# [FRAGMENTO PROPORCIONADO]

-------

Para este autor, que opta por una perspectiva
etnosociológica, es menester asimilar las técnicas de observación propias de
la tradición etnográfica, no sin dejar de velar en el trabajo de campo por trascender
la dimensión descriptiva de la etnografía con apoyo en la dimensión
diacrónica. Así es vista desde la perspectiva etnosociológica la potencia de
los relatos de vida (Bertaux, 2005):
El recurso a los relatos de vida enriquece de
manera considerable esta perspectiva proporcionándole en concreto lo que le
falta a la observación directa, concentrada demasiado exclusivamente en las
interacciones cara a cara: una dimensión diacrónica que permite captar la
lógica de la acción en su desarrollo biográfico, y la configuración de las
relaciones sociales en su desarrollo histórico (reproducción y dinámica de
transformación). Por el contrario, la perspectiva etnosociológica lleva a
orientar los relatos de vida hacia la forma de relatos de prácticas en
situación, en los que prevalece la idea de que a través de los usos se pueden
comenzar a comprender los contextos sociales en cuyo seno han nacido y a los
que contribuyen a reproducir o a transformar (p. 11).
Ninguna otra obra como Los hijos de
Sánchez pudo tener tanta influencia en los trabajos sociológicos de la
segunda mitad del siglo pasado, al punto de lograr cambiar la brújula de la
investigación, según admite el propio Bertaux. Los hijos de Sánchez de
Oscar Lewis (1961), es el resultado de una investigación antropológica
localizada en el barrio Bella Vista del centro de ciudad México a finales de
los años cincuenta del siglo pasado, cuya divulgación suscitó una intensa
controversia con efectos políticos, toda vez que el mismo cuerpo directivo de
la Sociedad Mexicana de Geografía y Estadística intentó encausar un juicio en
contra de la obra calificada de “obscena y denigrante”; no obstante, la Procuraduría
General de México se abstuvo de iniciar acción penal alguna, a la vez que
ratificaba la vigencia de los principios republicanos de libertad de
pensamiento y de expresión.
Entre las novedades de la obra cabe
destacar, desde el prólogo mismo, el saludo exultante al nuevo artefacto tecnológico,
la grabadora o magnetófono, un adminículo que hace posible captar al instante,
conservar y reproducir las voces de los actores participantes en las
situaciones. Además de ello, se hace constar el hecho significativo que
representa conceder la voz a los protagonistas de la historia que relatan sus
propias “vidas minúsculas”, las vidas de habitantes por siempre “ninguneados”

-------

# [MATERIAL EXTRAÍDO]
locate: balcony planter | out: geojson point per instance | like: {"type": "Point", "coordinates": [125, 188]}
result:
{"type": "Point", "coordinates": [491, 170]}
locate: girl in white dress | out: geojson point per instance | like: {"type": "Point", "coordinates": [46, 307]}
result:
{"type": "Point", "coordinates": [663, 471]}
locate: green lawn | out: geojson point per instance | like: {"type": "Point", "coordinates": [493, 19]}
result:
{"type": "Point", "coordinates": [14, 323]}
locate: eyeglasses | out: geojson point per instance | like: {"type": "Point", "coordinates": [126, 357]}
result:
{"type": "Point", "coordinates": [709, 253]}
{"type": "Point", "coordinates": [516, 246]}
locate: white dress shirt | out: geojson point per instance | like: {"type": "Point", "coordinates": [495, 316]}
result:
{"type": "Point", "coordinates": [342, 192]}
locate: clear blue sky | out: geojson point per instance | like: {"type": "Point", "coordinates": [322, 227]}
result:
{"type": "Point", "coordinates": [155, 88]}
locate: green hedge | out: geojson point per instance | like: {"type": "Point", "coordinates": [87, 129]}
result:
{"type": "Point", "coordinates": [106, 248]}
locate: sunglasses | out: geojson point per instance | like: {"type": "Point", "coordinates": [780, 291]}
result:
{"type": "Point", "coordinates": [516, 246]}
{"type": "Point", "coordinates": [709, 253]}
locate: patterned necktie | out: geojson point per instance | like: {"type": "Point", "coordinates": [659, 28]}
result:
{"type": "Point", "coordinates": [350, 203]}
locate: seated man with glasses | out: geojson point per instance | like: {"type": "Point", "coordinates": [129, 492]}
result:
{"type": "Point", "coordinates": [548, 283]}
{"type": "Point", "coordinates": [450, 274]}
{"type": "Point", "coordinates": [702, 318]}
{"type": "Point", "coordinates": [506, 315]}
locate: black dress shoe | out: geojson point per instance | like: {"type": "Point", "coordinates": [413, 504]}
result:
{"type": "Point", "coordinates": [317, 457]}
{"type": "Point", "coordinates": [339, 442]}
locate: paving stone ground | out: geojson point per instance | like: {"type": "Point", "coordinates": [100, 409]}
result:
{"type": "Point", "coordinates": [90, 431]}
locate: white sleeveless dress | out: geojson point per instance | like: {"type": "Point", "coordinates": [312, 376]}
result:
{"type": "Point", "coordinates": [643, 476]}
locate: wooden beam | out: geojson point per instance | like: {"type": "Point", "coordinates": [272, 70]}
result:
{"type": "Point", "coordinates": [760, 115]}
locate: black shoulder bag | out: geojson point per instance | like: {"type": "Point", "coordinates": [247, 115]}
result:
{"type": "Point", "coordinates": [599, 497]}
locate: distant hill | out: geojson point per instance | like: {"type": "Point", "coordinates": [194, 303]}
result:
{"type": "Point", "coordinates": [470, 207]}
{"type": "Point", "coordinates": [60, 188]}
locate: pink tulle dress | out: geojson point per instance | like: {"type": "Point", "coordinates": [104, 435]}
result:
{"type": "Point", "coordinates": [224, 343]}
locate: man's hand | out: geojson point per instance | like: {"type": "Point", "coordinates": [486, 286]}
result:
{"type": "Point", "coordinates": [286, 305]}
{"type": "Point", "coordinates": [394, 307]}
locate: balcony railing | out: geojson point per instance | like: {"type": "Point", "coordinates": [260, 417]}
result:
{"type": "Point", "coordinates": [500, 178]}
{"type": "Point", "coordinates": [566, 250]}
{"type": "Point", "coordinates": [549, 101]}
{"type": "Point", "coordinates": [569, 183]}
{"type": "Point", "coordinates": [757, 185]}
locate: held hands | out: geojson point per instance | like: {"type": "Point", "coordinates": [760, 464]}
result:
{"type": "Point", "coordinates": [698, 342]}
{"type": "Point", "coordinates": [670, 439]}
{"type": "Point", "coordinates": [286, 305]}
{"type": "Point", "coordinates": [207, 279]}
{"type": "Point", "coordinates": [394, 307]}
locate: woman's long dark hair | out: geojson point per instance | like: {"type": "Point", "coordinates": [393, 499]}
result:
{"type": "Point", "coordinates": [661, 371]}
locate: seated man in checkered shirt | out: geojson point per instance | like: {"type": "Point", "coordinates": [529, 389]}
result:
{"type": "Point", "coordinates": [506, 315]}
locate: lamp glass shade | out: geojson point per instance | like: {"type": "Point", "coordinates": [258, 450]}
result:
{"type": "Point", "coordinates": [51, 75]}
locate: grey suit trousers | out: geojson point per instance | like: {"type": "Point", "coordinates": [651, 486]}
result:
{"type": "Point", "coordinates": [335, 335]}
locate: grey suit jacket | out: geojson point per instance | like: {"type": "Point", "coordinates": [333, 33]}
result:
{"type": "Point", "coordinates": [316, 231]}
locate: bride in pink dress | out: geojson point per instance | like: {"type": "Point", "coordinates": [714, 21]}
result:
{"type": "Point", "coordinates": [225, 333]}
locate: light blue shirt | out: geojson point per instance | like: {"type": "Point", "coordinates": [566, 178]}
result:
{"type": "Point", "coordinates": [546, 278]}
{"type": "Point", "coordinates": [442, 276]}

-------

# [EJERCICIOS POR RESOLVER]
1. Según el fragmento sobre los relatos de vida, ¿cómo calificó la obra de Lewis el cuerpo directivo de la Sociedad Mexicana de Geografía y Estadística?
2. Indique si cada afirmación concuerda con el fragmento sobre los relatos de vida y cite las palabras del fragmento que lo deciden.
(a) La investigación de Los hijos de Sánchez se situó en el barrio Bella Vista del centro de Ciudad de México.
(b) La Procuraduría General de México inició una acción penal contra la obra.
(c) La observación directa aporta por sí misma la dimensión diacrónica.
3. Continúe el fragmento sobre los relatos de vida desde el punto en que se interrumpe.

# [LISTA DE RESPUESTAS]
1. La calificó de “obscena y denigrante”.

2.
(a) Sí: “localizada en el barrio Bella Vista del centro de ciudad México”.
(b) No: “la Procuraduría General de México se abstuvo de iniciar acción penal alguna”.
(c) No: “proporcionándole en concreto lo que le falta a la observación directa, concentrada demasiado exclusivamente en las interacciones cara a cara: una dimensión diacrónica”.

3.
en un barrio miserable del centro de la metrópoli. Con el uso de novedosas
técnicas e instrumentos de recolección de datos en el trabajo de campo, los
resultados proporcionan el cuadro monumental de una “antropología de la
pobreza”, al punto de poder distinguir alrededor de cuarenta conceptos
distintos de pobreza, así como también sirven a la recomposición a escala de
los lazos que se tejen en el espacio vital cotidiano y en la trama de
relaciones de adhesión personal que configuran la estructura social mexicana.
En esto consiste la apuesta metodológica de Oscar Lewis (1961): que una
pequeña historia potencialmente sea reveladora del conjunto social, en la
medida de hacer posible mostrar las relaciones de interdependencia existentes
entre la estructura mayor, o la sociedad en conjunto, y la estructura menor,
como puede ser una familia, un barrio o un aula de clase determinada.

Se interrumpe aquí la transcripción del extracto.